═══ Supplied passage ═══

The pursuit of Public Enemy No. 1

Saturday, July 19, 2008

In the 1920s and early 1930s, the nation was struggling with the Great Depression and was divided over prohibition.

Along with that, gangsters were making news headlines.

Names like Machine Gun Kelly, Baby Face Nelson, Al Capone, and Bonnie and Clyde made headlines in local newspapers daily. According to Indiana State Police Sgt.Noel Houze Jr. in his "History of the Indiana State Police," Indiana was not immune from these criminals and their merciless acts.

In fact, a native son by the name of John Dillinger was making a name for himself.

Born June 22, 1903 in Indianapolis and raised in Mooresville, John Dillinger became one of the most notorious gangsters of his day. In 1921 he was caught stealing a car in Indianapolis. After escaping capture on foot, he later joined the U.S. Navy only to desert a few months later in December of 1923.

═══ Dataset content ═══

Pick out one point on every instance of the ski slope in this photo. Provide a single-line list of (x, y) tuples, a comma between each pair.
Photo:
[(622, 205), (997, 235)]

═══

Reproduce the passage on John Dillinger in full, word for word. These lines have nothing to do with the passage on John Dillinger.

(Exercise solution):
The pursuit of Public Enemy No. 1

Saturday, July 19, 2008

In the 1920s and early 1930s, the nation was struggling with the Great Depression and was divided over prohibition.

Along with that, gangsters were making news headlines.

Names like Machine Gun Kelly, Baby Face Nelson, Al Capone, and Bonnie and Clyde made headlines in local newspapers daily. According to Indiana State Police Sgt.Noel Houze Jr. in his "History of the Indiana State Police," Indiana was not immune from these criminals and their merciless acts.

In fact, a native son by the name of John Dillinger was making a name for himself.

Born June 22, 1903 in Indianapolis and raised in Mooresville, John Dillinger became one of the most notorious gangsters of his day. In 1921 he was caught stealing a car in Indianapolis. After escaping capture on foot, he later joined the U.S. Navy only to desert a few months later in December of 1923.